TEXT EXCERPT:
★ ★ ★

# TV Advert with knitting. What do you think?



## hen (Jun 30, 2012)

This is an advert on UK TV for a breakfast cereal.
What do you think?

http://www.tellyads.com/show_movie.php?filename=TA3698


----------



## KnottyMe (Mar 8, 2012)

Very cute.


----------



## BlueJay21 (Jan 4, 2013)

hen said:


> This is an advert on UK TV for a breakfast cereal.
> What do you think?
> 
> http://www.tellyads.com/show_movie.php?filename=TA3698


I think it is perfectly silly and puts knitting into the category of being done only by silly old ladies. It would turn me off Shreddies.


----------



## sylviaelliott (May 11, 2011)

stupid, stupid, stupid.


----------



## shirleyoboe (Feb 21, 2012)

Adorable--at least some "young" ones will hear the word knitting! Some years ago there was an advertisement here in the States for toilet tissue and they showed a figure knitting instead of quilting!!! It was funny!


----------



## onegrannygoose (May 13, 2011)

I think it is funny


----------



## KnittingNut (Jan 19, 2011)

Well, I enjoyed this commercial. I thought it was cute.


----------



## amberdragon (Dec 12, 2011)

i think it is dumb and tells very little about the product..
reminds me of the stories about the turn of the century "sweat shops".
Blessings


----------



## TawnyaFletcher (Nov 14, 2012)

Too funny! 'Less talking, more Shreddies Ladies.'


----------



## jobikki (Jan 26, 2013)

BlueJay21 said:


> I think it is perfectly silly and puts knitting into the category of being done only by silly old ladies. It would turn me off Shreddies.


I agree 100%


----------



## Condia (Jul 24, 2012)

I liked it I thought it was very cute and creative


----------



## galaxycraft (Feb 15, 2011)

spinlouet said:


> I liked it I thought it was very cute and creative


:thumbup:


----------



## janielha (Dec 20, 2012)

I thought it cute and funny!


----------



## Chimo (Dec 24, 2013)

Cute ad, but the marketing would have been a lot more effective with young knitters as well.


----------



## Chrissy (May 3, 2011)

It was on TV here a year or 2 back, we enjoyed it. :thumbup:


----------



## AuntKnitty (Apr 10, 2011)

I think it's cute and funny! I


----------



## Augustgran (Apr 16, 2011)

I liked it


----------



## scumbugusa (Oct 10, 2011)

Very stupid ad. Also makes the British look pretty stupid too.


----------



## TinaOR (May 22, 2011)

I loved this ad!


----------



## Grammie Cheryl Ann (Aug 21, 2013)

Being a grandma I found it very funny and cute. thanks for the Advertisement for knitting.


----------



## mollyannhad (Feb 1, 2011)

that was adorable!


----------



## roseknit (Apr 2, 2011)

It was cute, but I hate all cereals


----------



## shshipp (Oct 9, 2011)

i do love this ad


----------



## wjeanc (Nov 15, 2012)

★ ★ ★

PROVIDED INFORMATION:
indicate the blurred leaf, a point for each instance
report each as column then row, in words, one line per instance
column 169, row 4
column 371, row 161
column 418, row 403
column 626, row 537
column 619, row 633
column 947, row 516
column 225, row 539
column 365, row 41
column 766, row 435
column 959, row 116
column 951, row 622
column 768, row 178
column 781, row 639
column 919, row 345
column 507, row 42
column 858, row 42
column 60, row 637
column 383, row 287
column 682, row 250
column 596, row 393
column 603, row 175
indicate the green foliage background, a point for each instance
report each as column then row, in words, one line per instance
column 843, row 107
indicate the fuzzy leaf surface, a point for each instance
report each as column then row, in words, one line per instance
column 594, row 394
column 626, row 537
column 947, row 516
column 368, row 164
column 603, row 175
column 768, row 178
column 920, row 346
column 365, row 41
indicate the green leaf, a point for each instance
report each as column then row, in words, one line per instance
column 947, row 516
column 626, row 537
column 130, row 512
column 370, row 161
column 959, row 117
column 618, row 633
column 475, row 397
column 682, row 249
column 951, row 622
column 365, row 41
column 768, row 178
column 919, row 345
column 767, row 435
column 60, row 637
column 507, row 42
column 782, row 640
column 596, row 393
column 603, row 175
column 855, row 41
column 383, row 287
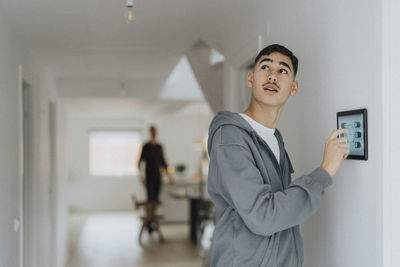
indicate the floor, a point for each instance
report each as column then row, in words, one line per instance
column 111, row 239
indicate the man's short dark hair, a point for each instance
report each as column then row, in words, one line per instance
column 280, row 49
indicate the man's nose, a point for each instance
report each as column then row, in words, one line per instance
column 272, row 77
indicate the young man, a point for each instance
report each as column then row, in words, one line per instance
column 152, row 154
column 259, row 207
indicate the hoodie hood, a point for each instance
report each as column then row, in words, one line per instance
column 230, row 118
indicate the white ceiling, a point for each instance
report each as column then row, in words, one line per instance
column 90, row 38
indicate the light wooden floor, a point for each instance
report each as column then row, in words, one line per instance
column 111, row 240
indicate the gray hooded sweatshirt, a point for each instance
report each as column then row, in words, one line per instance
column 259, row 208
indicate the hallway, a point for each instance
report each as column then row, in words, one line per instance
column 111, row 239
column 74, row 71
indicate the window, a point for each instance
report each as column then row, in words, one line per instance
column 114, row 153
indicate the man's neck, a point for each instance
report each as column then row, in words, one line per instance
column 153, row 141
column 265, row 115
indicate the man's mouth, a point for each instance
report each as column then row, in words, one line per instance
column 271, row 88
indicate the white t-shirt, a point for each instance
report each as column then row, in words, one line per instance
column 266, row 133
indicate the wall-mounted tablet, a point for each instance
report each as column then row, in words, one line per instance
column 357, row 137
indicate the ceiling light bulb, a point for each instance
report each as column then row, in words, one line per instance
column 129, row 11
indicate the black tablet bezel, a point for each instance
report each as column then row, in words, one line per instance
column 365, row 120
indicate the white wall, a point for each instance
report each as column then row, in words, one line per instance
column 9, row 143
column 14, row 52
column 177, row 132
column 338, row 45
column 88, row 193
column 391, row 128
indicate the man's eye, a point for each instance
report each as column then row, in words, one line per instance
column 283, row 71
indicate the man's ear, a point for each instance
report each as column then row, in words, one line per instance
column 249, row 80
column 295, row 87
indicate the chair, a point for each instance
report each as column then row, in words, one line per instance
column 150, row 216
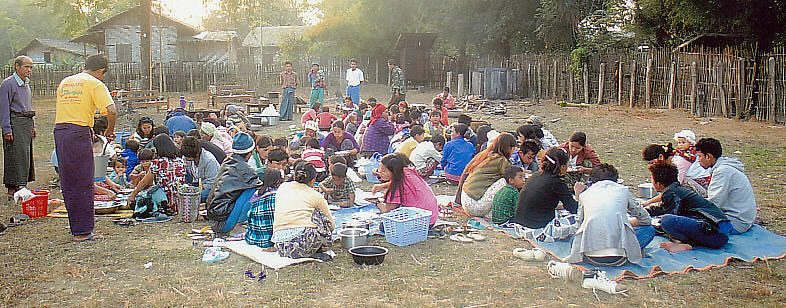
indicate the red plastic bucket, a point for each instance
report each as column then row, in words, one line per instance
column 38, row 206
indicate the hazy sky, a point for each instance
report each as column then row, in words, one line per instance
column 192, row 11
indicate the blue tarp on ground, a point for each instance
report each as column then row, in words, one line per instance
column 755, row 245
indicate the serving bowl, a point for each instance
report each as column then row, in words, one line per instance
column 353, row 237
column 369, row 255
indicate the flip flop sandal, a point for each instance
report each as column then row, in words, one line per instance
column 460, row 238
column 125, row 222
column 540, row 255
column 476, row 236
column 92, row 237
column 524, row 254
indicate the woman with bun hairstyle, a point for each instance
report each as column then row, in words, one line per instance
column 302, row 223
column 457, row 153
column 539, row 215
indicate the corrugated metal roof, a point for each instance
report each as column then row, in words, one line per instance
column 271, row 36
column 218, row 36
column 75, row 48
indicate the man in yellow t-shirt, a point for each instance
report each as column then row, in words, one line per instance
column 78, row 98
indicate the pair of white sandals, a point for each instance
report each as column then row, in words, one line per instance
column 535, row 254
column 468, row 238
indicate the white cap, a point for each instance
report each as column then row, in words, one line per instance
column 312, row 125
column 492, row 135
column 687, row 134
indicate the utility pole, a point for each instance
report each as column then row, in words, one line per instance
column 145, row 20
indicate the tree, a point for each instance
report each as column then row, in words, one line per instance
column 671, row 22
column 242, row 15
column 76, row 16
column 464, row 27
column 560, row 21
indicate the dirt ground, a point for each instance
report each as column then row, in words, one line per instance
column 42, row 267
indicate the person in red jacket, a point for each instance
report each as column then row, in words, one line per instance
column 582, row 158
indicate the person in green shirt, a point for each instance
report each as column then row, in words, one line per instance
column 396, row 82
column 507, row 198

★ ★ ★

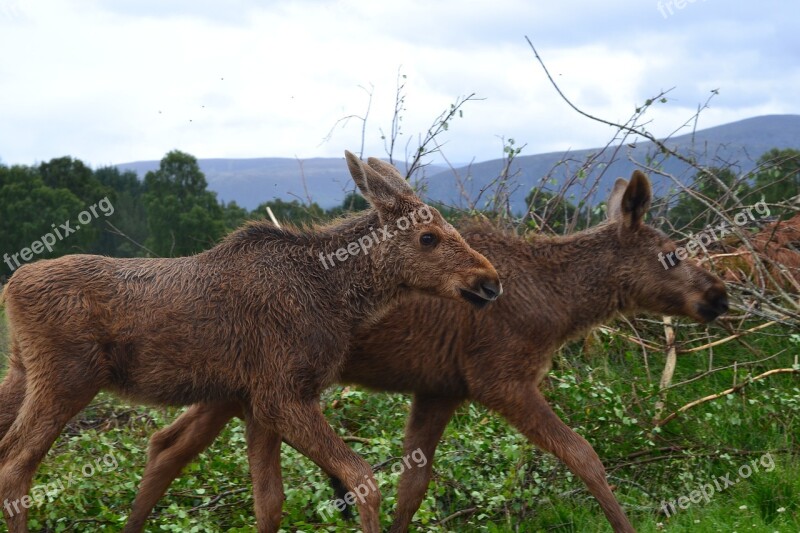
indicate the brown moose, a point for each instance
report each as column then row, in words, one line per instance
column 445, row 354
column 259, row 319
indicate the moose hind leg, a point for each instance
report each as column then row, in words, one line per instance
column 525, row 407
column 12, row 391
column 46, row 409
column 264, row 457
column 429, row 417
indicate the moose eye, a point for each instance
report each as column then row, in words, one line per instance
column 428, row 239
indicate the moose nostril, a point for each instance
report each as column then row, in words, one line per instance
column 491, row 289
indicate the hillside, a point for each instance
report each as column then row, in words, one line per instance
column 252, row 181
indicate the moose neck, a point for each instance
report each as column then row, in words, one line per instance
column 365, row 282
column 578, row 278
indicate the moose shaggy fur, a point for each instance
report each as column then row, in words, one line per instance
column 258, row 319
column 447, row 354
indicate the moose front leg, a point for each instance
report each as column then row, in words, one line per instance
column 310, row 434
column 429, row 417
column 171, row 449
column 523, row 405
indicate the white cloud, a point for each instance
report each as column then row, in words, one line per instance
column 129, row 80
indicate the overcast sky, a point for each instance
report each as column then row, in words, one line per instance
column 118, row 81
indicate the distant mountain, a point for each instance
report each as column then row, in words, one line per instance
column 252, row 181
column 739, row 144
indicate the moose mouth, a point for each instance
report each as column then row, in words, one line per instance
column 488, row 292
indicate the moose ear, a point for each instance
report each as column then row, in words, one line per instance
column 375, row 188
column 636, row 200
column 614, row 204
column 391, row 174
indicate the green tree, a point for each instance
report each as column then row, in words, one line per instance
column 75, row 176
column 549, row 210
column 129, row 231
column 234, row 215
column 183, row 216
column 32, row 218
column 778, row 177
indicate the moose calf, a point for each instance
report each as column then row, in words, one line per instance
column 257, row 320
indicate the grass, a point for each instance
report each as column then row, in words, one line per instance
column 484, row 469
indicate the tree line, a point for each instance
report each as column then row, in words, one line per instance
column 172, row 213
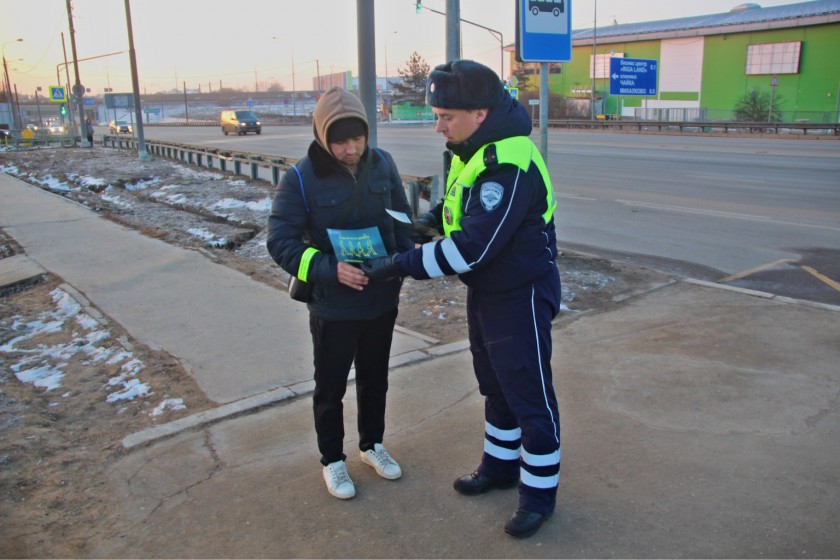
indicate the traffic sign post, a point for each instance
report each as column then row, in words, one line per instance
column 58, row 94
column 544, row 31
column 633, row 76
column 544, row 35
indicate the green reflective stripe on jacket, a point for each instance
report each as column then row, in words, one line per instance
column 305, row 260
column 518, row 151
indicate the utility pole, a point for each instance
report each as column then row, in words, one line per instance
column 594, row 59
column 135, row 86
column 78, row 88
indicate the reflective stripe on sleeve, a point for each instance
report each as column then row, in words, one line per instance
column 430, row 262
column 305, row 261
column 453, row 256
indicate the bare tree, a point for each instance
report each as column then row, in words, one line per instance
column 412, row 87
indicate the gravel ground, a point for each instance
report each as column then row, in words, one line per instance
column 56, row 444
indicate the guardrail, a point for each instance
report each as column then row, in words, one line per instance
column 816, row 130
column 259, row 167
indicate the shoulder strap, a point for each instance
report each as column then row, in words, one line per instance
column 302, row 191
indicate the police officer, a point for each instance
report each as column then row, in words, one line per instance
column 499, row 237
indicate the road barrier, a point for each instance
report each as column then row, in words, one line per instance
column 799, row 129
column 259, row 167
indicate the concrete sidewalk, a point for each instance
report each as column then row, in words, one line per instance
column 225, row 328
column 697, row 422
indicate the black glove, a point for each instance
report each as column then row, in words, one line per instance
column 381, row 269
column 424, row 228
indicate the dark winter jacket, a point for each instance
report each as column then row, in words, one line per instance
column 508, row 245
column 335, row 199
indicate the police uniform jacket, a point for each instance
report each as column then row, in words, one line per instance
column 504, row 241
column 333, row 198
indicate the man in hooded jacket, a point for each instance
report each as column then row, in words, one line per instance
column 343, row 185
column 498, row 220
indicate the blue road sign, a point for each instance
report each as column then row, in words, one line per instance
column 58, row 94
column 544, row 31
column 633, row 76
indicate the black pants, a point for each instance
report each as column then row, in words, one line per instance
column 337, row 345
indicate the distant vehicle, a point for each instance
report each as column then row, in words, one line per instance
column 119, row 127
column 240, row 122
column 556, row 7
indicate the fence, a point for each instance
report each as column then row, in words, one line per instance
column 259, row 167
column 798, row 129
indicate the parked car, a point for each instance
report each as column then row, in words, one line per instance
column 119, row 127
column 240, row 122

★ ★ ★

THE TASKS:
1) Answer these about the forum thread on the knitting cereal ad, one line each:
(a) Which cereal does BlueJay21 say the ad would turn them off?
(b) What product was in the American ad that shirleyoboe recalls?
(c) What does amberdragon say the ad brings to mind?
2) Pick up the forum thread on the knitting cereal ad where it stops, and keep it going.

EXERCISE RESPONSES:
1)
(a) Shreddies
(b) Toilet tissue
(c) Stories about the turn-of-the-century "sweat shops"

2)
Thanks for the link. Loved it.   :thumbup: :thumbup:


----------



## lila anderson (Jan 31, 2013)

that beats a lot of ads over here in US. thanks for sharing.


----------



## leslie41447 (Feb 7, 2011)

This would have been so much better showing young knitters instead of only older women... once again puts knitting into the 'only old people do it' category...


----------



## pamjlee (Mar 11, 2012)

Oh that is cute!


----------



## Jeanne618 (Apr 1, 2012)

I love it!


----------



## Limey287 (Nov 6, 2011)

Brought a big smile to my face - love the British sense of humor


----------



## Maryhm (Oct 11, 2012)

Too funny!


----------



## 13068 (Mar 23, 2011)

Yes, very cute!


----------



## Ermdog (Apr 24, 2014)

I love clever ads. Very entertaining. This one is funny. Thanks for sharing.


----------



## LunaDragon (Sep 8, 2012)

I think it is a fun and funny commercial. Children do not really care what is in it only parents do. Using grandmothers to appeal to them is smart. I hate some of the commercials here in the states they show the cereal eating its self.


----------



## colonialcrafter (Nov 7, 2012)

I for one think it is cute and wholesome. Frankly, I am sick and tired of the ads using sex for everything from hamburgers to Doritos.


----------



## julietremain (Jul 8, 2011)

cute...funny...and anything that gets people tuned into knitting is a plus....we have very few cleaver ads in the states...thumbs up!!
julie


----------



## Jean Large (Nov 29, 2013)

That is a cute commercial. If you overlook the fact that they are inferring all knitters are grannies, you will remember the commercial when you are grocery shopping.


----------



## Ronie (Jan 21, 2011)

I think it brings the idea of knitting into everyones mind.. who knows it might just have some people want to learn.. and then there are more knitters..  YAY!!! I liked it ..


----------



## toomanypatterns (Dec 30, 2012)

Thank God knitting requires brain work without stuffing your face with food. Pretty stupid


----------



## MJRITCHEY (Jan 22, 2011)

BlueJay21 said:


> I think it is perfectly silly and puts knitting into the category of being done only by silly old ladies. It would turn me off Shreddies.


I agree. We don't get much respect anyway. No need to press the issue.


----------



## Deefercrafts (Feb 26, 2013)

I love the knitting Nanna's.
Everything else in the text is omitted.